-- begin Given records --

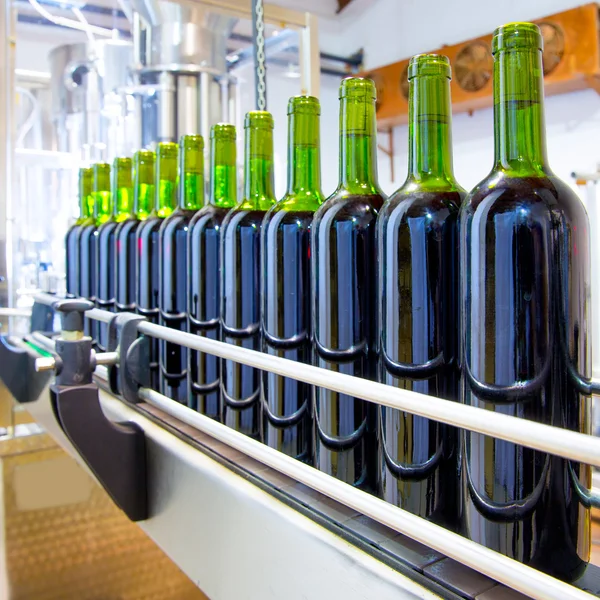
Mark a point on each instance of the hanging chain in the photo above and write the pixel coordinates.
(259, 54)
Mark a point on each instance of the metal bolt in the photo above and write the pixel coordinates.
(46, 363)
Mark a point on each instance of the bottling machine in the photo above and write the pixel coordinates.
(239, 518)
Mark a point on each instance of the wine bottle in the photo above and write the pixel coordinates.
(118, 199)
(240, 287)
(73, 239)
(134, 207)
(173, 270)
(418, 304)
(147, 281)
(344, 293)
(525, 299)
(286, 310)
(204, 260)
(89, 267)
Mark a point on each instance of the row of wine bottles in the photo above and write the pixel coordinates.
(480, 298)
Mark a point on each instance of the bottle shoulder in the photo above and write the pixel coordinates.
(107, 229)
(501, 194)
(242, 217)
(344, 206)
(177, 220)
(413, 203)
(292, 213)
(208, 216)
(149, 225)
(127, 225)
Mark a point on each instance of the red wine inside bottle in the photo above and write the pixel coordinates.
(525, 285)
(418, 348)
(287, 404)
(204, 259)
(147, 259)
(240, 284)
(344, 290)
(87, 271)
(241, 317)
(86, 218)
(286, 314)
(105, 298)
(173, 271)
(125, 236)
(72, 257)
(418, 302)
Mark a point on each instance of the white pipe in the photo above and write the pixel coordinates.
(562, 442)
(505, 570)
(87, 28)
(64, 22)
(31, 117)
(15, 312)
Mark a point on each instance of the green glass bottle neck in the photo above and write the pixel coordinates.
(123, 196)
(144, 190)
(223, 186)
(103, 204)
(258, 169)
(304, 162)
(86, 198)
(429, 133)
(519, 131)
(358, 147)
(166, 186)
(191, 195)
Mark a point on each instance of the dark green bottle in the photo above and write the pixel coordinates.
(121, 199)
(525, 299)
(139, 203)
(240, 289)
(286, 309)
(89, 267)
(173, 271)
(418, 303)
(147, 276)
(204, 262)
(73, 239)
(344, 292)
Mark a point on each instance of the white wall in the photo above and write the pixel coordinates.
(391, 30)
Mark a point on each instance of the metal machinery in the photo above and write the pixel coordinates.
(240, 519)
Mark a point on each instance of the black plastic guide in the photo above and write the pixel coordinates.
(114, 452)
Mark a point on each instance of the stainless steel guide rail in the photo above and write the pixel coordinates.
(568, 444)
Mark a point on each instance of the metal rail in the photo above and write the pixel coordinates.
(554, 440)
(505, 570)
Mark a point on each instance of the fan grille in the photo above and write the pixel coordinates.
(404, 85)
(554, 46)
(473, 66)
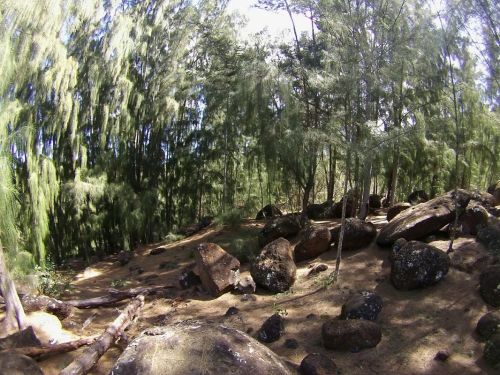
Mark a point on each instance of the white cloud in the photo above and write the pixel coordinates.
(277, 23)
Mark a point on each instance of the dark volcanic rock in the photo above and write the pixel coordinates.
(418, 196)
(197, 347)
(316, 240)
(423, 219)
(366, 305)
(491, 351)
(274, 268)
(418, 265)
(284, 226)
(357, 234)
(494, 190)
(218, 270)
(488, 325)
(271, 329)
(396, 209)
(267, 212)
(317, 364)
(18, 364)
(351, 335)
(474, 217)
(488, 285)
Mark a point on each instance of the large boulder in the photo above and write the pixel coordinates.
(491, 351)
(475, 216)
(316, 240)
(197, 347)
(357, 234)
(488, 325)
(489, 281)
(418, 265)
(423, 219)
(418, 196)
(350, 335)
(365, 305)
(271, 329)
(267, 212)
(396, 209)
(284, 226)
(12, 363)
(274, 269)
(494, 189)
(317, 364)
(218, 270)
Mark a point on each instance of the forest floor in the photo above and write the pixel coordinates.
(415, 324)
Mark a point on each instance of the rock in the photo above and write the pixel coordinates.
(158, 251)
(423, 219)
(489, 236)
(284, 226)
(488, 325)
(17, 364)
(198, 347)
(491, 351)
(291, 344)
(442, 356)
(418, 196)
(350, 335)
(232, 311)
(218, 270)
(418, 265)
(474, 216)
(366, 305)
(470, 256)
(315, 241)
(336, 210)
(357, 234)
(245, 285)
(20, 339)
(375, 201)
(124, 257)
(269, 211)
(494, 190)
(396, 209)
(274, 268)
(316, 268)
(189, 278)
(488, 285)
(271, 329)
(317, 364)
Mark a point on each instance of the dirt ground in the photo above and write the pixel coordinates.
(415, 324)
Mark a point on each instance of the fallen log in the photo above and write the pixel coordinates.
(114, 296)
(84, 363)
(40, 352)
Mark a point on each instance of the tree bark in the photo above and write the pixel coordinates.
(114, 296)
(14, 313)
(84, 363)
(40, 352)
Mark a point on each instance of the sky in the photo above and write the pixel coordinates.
(259, 19)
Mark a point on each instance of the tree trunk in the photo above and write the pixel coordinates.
(84, 363)
(363, 211)
(14, 313)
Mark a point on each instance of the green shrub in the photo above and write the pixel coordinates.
(231, 218)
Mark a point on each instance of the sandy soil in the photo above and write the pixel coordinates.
(416, 324)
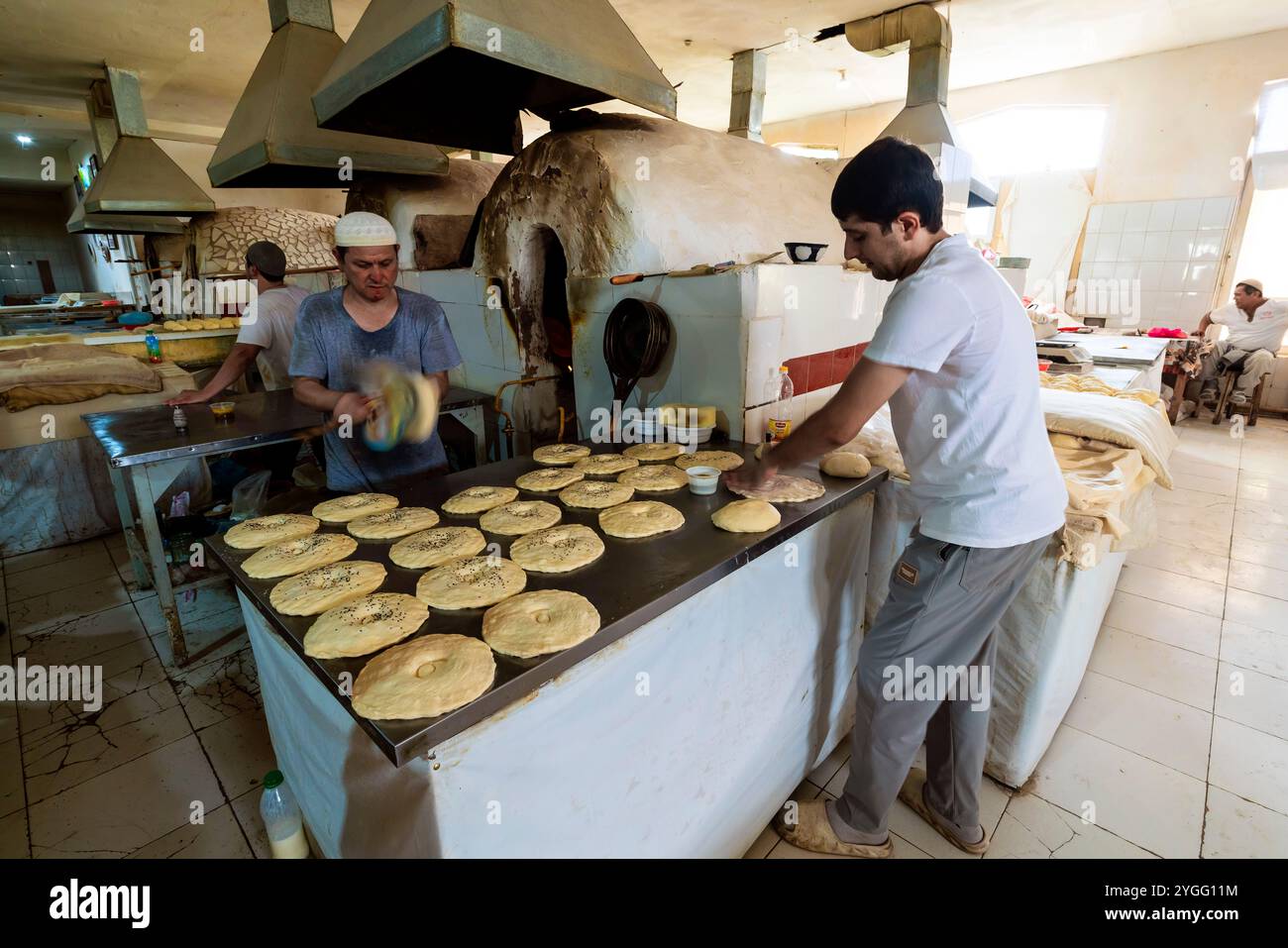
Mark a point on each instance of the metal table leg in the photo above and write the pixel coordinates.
(160, 569)
(138, 558)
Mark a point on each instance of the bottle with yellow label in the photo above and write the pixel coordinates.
(778, 394)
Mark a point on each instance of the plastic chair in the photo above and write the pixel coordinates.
(1228, 377)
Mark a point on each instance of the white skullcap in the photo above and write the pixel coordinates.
(365, 230)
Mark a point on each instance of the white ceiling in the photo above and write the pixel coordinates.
(48, 62)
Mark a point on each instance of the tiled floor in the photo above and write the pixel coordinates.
(1179, 733)
(170, 766)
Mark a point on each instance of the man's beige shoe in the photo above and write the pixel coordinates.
(913, 793)
(812, 831)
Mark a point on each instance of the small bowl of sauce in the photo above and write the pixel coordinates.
(703, 480)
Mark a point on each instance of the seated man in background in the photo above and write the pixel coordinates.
(267, 330)
(1257, 327)
(369, 318)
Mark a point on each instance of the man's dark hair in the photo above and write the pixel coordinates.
(268, 260)
(884, 180)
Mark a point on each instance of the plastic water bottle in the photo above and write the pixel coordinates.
(282, 819)
(778, 394)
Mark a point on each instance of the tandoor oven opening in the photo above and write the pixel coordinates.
(545, 327)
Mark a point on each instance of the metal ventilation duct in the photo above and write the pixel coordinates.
(459, 72)
(928, 40)
(138, 176)
(273, 141)
(103, 132)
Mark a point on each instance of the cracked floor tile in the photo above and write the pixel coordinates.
(240, 750)
(219, 836)
(13, 836)
(218, 689)
(91, 743)
(1033, 828)
(77, 636)
(125, 809)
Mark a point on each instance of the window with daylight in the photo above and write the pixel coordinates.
(1033, 140)
(1270, 142)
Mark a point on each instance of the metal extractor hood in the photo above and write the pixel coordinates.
(103, 134)
(459, 72)
(271, 140)
(928, 39)
(138, 176)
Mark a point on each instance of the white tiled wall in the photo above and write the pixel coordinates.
(799, 311)
(29, 237)
(1171, 249)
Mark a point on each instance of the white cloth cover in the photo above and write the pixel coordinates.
(1121, 421)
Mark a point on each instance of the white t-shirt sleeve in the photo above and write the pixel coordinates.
(922, 326)
(257, 325)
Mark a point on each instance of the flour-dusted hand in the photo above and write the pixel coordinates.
(355, 404)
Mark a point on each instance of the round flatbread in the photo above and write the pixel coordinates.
(653, 453)
(318, 590)
(365, 625)
(344, 509)
(537, 623)
(393, 523)
(785, 488)
(558, 549)
(845, 464)
(476, 500)
(640, 518)
(265, 531)
(424, 678)
(653, 478)
(472, 582)
(433, 548)
(747, 517)
(299, 556)
(596, 494)
(559, 454)
(603, 466)
(720, 460)
(549, 479)
(519, 518)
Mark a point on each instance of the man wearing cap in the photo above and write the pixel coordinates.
(370, 318)
(267, 331)
(1256, 331)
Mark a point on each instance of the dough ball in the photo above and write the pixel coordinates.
(846, 464)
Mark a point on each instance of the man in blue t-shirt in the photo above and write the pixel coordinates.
(339, 331)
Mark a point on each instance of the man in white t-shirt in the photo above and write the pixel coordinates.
(267, 331)
(954, 359)
(1256, 331)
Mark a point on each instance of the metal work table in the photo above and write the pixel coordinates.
(1127, 352)
(140, 438)
(631, 583)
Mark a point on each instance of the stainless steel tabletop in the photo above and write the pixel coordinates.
(1117, 351)
(146, 436)
(631, 583)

-- end Given records --

Written request:
Return verbatim the stretch from the line containing "Mark a point on each instance of the metal work" through the final line of the entries.

Response:
Mark a point on each instance of the metal work table in the photo above and write the pixel coordinates.
(1127, 352)
(140, 438)
(631, 583)
Mark a point on each instance of the stainless steel tabletop in the photo above and write the pixel coordinates.
(1117, 351)
(146, 436)
(631, 583)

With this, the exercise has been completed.